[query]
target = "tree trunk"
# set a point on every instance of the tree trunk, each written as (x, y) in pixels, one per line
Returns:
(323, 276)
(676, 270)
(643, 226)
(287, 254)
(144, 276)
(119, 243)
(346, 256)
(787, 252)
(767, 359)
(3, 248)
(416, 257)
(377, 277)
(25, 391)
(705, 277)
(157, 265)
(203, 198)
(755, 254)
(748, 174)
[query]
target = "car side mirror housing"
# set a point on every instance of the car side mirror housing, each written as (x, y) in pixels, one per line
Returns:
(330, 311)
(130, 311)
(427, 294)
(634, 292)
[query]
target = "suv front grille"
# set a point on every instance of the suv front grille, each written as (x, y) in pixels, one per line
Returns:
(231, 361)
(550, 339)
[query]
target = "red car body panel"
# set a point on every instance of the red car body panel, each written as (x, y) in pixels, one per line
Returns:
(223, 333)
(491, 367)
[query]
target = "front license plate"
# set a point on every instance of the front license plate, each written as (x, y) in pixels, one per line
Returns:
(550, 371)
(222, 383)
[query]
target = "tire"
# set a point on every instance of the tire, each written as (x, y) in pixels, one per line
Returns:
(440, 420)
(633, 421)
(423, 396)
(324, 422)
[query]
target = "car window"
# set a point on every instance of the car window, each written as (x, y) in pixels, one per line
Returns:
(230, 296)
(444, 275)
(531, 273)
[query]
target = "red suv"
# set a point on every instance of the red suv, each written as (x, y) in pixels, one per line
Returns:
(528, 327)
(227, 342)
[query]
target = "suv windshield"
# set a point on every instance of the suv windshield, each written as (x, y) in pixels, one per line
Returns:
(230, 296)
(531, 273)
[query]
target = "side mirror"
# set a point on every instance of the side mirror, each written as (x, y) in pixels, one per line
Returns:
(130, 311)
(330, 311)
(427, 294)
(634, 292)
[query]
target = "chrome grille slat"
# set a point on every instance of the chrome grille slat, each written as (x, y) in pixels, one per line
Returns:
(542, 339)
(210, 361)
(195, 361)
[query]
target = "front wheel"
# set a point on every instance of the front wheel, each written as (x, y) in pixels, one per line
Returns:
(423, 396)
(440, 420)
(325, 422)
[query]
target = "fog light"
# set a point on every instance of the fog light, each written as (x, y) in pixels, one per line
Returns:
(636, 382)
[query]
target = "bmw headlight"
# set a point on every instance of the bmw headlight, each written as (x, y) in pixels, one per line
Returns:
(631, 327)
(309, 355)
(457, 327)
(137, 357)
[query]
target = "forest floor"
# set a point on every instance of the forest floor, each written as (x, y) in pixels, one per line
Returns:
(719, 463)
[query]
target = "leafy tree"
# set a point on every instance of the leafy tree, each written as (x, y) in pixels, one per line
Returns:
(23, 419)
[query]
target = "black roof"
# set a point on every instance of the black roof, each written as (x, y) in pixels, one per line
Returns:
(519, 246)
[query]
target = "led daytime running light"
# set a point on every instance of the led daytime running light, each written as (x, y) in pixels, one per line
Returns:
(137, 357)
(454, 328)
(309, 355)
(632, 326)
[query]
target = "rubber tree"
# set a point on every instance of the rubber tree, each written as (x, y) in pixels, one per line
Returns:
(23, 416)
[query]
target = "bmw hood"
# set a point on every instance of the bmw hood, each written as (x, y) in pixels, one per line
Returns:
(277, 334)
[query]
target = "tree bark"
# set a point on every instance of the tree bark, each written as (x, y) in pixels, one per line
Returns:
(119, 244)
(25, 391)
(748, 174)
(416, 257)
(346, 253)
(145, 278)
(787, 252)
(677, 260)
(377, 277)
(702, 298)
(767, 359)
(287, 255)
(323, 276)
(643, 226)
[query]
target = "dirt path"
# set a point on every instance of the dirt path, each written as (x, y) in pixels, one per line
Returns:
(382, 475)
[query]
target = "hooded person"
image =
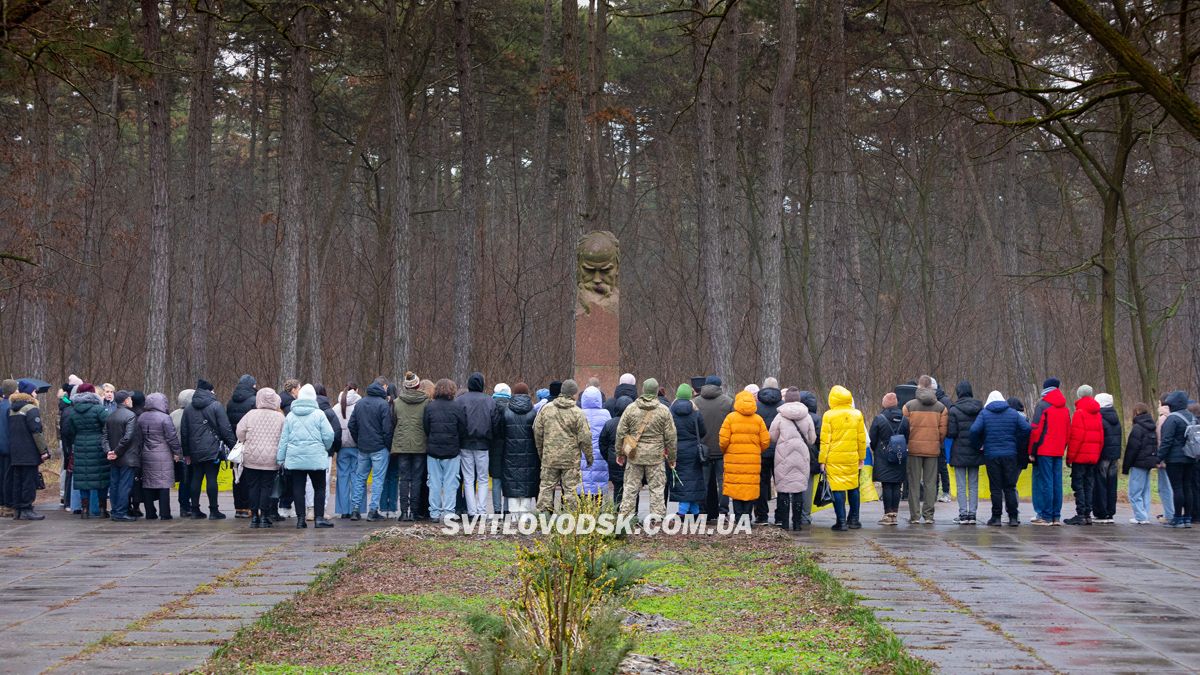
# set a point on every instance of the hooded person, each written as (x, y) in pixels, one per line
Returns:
(520, 463)
(7, 388)
(625, 387)
(240, 402)
(1048, 444)
(888, 469)
(84, 431)
(769, 398)
(687, 484)
(371, 425)
(966, 458)
(304, 451)
(645, 437)
(744, 437)
(408, 446)
(793, 432)
(563, 436)
(259, 430)
(1001, 432)
(1104, 490)
(183, 470)
(928, 425)
(207, 438)
(27, 449)
(1180, 466)
(1140, 457)
(480, 410)
(843, 452)
(714, 406)
(347, 463)
(1084, 446)
(594, 473)
(609, 451)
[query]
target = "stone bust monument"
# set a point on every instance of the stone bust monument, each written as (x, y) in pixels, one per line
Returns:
(598, 269)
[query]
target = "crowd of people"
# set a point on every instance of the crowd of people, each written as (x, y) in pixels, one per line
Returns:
(432, 452)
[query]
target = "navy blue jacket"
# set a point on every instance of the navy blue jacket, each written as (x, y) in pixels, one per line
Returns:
(371, 424)
(1000, 430)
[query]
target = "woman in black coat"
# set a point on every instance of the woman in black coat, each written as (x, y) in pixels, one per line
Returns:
(520, 464)
(688, 487)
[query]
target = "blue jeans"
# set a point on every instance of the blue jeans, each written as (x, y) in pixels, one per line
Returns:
(376, 464)
(1048, 488)
(839, 503)
(120, 484)
(347, 471)
(1139, 493)
(443, 479)
(1165, 495)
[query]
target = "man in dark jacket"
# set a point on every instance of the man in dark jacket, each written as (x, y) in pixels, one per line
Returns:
(124, 454)
(810, 400)
(207, 436)
(27, 449)
(7, 388)
(1179, 465)
(1002, 432)
(965, 454)
(240, 402)
(1104, 491)
(627, 387)
(480, 408)
(714, 405)
(888, 472)
(371, 426)
(769, 399)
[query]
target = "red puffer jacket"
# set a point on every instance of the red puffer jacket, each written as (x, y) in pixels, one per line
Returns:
(1086, 432)
(1051, 426)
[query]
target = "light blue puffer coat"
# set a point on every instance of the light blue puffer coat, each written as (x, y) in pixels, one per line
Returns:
(307, 435)
(597, 476)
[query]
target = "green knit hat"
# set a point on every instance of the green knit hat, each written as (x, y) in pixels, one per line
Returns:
(651, 387)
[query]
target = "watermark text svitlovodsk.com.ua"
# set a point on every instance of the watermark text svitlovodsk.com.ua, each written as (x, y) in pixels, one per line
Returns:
(528, 524)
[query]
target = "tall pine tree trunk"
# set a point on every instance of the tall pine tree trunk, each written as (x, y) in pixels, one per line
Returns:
(160, 205)
(771, 315)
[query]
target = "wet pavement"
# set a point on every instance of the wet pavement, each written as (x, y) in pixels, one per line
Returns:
(96, 596)
(1105, 598)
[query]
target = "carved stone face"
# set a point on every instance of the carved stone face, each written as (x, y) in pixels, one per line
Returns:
(598, 263)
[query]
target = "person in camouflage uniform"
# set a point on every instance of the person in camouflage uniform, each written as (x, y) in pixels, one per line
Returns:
(655, 441)
(563, 437)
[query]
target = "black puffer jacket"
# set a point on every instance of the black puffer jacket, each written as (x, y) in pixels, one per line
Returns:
(609, 441)
(522, 466)
(328, 408)
(445, 428)
(769, 400)
(1113, 434)
(621, 390)
(888, 422)
(205, 431)
(961, 416)
(1141, 448)
(85, 432)
(810, 400)
(479, 408)
(243, 400)
(124, 437)
(371, 425)
(689, 434)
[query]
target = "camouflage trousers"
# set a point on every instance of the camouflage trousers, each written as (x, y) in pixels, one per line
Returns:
(569, 478)
(655, 476)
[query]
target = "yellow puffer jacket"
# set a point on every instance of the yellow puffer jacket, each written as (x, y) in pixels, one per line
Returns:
(744, 436)
(843, 440)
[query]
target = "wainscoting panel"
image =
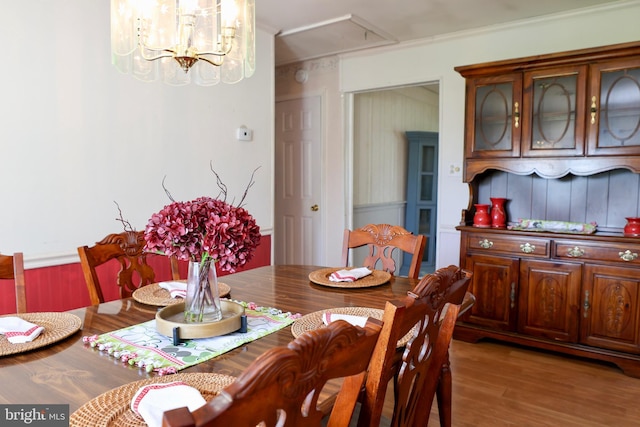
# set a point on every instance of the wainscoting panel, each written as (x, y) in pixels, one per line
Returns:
(62, 287)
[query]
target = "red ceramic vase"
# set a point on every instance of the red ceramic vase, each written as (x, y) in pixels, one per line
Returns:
(481, 218)
(632, 228)
(498, 215)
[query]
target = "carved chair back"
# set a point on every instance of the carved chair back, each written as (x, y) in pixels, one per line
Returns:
(12, 268)
(128, 249)
(282, 386)
(432, 309)
(382, 240)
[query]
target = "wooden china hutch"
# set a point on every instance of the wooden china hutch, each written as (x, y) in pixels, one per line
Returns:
(558, 136)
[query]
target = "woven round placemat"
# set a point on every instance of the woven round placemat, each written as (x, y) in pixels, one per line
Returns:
(312, 321)
(376, 278)
(113, 407)
(153, 294)
(57, 326)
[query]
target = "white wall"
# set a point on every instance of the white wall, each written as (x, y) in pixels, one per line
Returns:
(76, 135)
(434, 60)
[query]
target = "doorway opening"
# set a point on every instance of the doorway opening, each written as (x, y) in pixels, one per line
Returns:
(380, 175)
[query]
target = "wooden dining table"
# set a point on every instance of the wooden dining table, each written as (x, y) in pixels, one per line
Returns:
(72, 372)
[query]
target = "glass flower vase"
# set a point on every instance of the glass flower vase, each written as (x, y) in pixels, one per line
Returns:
(202, 302)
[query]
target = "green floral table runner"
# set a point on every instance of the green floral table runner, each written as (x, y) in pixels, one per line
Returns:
(142, 346)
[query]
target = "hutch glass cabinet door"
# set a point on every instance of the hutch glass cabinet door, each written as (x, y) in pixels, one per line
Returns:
(614, 100)
(554, 99)
(495, 118)
(422, 195)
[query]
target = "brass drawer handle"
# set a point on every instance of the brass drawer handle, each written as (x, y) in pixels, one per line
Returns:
(586, 305)
(512, 295)
(575, 252)
(528, 248)
(485, 244)
(627, 255)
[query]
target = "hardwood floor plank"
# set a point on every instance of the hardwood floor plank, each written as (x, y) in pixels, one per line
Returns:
(497, 384)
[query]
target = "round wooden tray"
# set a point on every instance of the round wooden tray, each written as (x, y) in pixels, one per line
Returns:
(172, 316)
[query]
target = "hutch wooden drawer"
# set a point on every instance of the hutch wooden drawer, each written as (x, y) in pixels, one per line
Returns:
(521, 246)
(596, 251)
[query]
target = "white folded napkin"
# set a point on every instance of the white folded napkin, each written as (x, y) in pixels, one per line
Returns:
(176, 289)
(328, 317)
(151, 401)
(349, 275)
(18, 330)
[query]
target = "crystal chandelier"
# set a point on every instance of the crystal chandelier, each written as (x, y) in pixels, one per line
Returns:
(184, 41)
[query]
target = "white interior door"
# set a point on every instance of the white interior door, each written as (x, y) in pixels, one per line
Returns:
(298, 212)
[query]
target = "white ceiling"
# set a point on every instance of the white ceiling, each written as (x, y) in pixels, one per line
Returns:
(312, 28)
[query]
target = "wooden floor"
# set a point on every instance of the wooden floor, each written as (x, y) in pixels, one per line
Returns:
(496, 384)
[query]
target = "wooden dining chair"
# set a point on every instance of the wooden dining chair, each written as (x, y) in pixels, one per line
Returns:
(12, 268)
(128, 249)
(416, 370)
(382, 241)
(282, 386)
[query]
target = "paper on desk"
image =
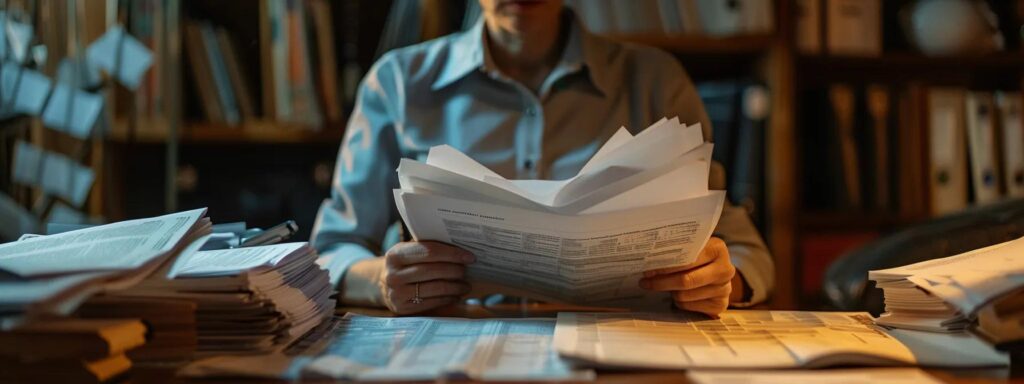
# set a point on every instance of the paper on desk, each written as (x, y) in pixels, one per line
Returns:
(28, 88)
(429, 348)
(739, 339)
(966, 282)
(124, 245)
(122, 55)
(863, 376)
(231, 261)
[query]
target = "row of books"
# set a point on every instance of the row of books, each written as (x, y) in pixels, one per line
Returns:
(72, 312)
(712, 17)
(299, 80)
(921, 151)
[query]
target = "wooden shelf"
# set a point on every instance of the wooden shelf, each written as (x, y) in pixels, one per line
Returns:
(1001, 69)
(852, 221)
(247, 132)
(698, 44)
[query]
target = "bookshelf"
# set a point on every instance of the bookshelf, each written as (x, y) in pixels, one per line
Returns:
(770, 57)
(247, 132)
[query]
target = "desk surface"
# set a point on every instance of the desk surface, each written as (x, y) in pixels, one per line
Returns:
(1013, 374)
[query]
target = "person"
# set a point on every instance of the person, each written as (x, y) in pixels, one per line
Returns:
(530, 93)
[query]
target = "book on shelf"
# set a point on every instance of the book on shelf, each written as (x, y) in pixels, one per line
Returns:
(853, 27)
(982, 146)
(1012, 123)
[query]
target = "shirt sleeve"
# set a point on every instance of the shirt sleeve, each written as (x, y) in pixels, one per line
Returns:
(350, 225)
(747, 249)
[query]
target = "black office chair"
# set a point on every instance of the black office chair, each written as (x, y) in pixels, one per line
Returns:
(846, 285)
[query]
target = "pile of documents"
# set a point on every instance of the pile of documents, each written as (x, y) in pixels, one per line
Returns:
(69, 350)
(640, 203)
(52, 275)
(758, 339)
(249, 300)
(944, 295)
(171, 332)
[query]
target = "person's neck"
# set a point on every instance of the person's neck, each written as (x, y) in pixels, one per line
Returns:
(527, 56)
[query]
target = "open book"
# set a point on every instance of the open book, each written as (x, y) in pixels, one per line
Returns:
(640, 203)
(52, 274)
(758, 339)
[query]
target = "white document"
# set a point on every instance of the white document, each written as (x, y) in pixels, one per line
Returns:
(430, 348)
(16, 219)
(14, 39)
(122, 55)
(862, 376)
(231, 261)
(581, 259)
(640, 203)
(29, 89)
(73, 111)
(965, 282)
(55, 173)
(125, 245)
(739, 339)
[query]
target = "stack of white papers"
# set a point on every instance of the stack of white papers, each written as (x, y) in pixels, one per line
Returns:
(640, 203)
(249, 300)
(52, 274)
(943, 295)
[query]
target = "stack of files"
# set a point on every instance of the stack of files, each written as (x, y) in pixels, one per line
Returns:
(1001, 322)
(640, 203)
(69, 350)
(249, 300)
(172, 335)
(49, 275)
(944, 295)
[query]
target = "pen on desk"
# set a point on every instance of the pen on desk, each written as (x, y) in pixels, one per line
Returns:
(274, 235)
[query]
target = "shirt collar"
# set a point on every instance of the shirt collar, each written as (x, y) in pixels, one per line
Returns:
(467, 52)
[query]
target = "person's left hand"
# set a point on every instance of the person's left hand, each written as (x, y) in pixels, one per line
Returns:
(705, 286)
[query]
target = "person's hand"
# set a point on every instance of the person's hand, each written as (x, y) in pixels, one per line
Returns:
(705, 286)
(433, 270)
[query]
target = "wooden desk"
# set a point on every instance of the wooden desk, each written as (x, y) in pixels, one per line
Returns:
(1014, 374)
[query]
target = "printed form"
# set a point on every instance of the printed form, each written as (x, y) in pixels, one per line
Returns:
(753, 339)
(640, 203)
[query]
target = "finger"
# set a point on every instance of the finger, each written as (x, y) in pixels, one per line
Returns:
(713, 273)
(704, 293)
(438, 288)
(425, 272)
(424, 252)
(711, 307)
(407, 307)
(715, 249)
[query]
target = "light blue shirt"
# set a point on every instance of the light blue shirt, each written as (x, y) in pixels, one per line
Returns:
(449, 91)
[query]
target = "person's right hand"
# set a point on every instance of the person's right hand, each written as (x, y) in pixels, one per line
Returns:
(435, 269)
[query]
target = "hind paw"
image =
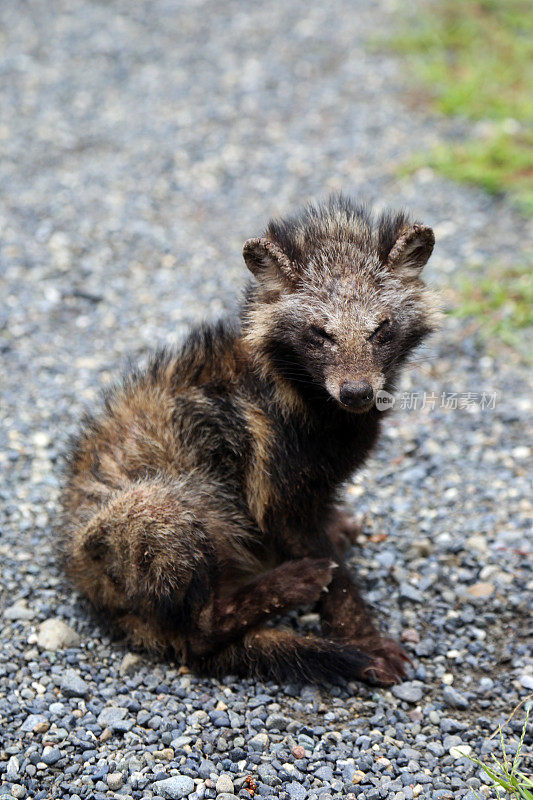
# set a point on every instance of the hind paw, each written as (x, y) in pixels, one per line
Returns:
(388, 664)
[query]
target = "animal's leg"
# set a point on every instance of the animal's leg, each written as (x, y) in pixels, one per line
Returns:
(343, 530)
(345, 617)
(292, 584)
(280, 655)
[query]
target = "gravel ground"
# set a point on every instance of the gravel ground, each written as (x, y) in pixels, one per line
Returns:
(141, 144)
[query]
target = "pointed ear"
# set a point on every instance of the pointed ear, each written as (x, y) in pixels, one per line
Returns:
(411, 250)
(268, 263)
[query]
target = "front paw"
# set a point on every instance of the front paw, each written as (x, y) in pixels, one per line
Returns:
(388, 664)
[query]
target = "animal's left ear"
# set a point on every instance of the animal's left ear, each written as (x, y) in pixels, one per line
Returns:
(411, 250)
(267, 261)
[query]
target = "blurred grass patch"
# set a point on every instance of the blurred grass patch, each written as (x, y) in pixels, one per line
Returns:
(501, 302)
(476, 59)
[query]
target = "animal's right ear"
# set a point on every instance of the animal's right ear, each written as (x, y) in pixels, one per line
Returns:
(268, 262)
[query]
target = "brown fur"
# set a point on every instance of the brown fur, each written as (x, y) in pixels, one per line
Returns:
(200, 502)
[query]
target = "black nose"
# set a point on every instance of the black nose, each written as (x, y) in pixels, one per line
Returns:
(356, 394)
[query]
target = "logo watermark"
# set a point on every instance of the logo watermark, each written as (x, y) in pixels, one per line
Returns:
(419, 401)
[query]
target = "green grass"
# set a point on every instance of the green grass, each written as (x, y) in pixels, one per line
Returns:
(508, 779)
(500, 300)
(475, 57)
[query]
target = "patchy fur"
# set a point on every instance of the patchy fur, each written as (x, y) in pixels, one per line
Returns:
(200, 501)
....................
» **WRITTEN INSTRUCTION**: Copy out each line of the data above that contains the string "placemat". Matching is case-sensitive.

» **FINISHED EXERCISE**:
target = "woven round placemat"
# set a point on every instance of the woven round placemat, each written as (x, y) in pixels, one per line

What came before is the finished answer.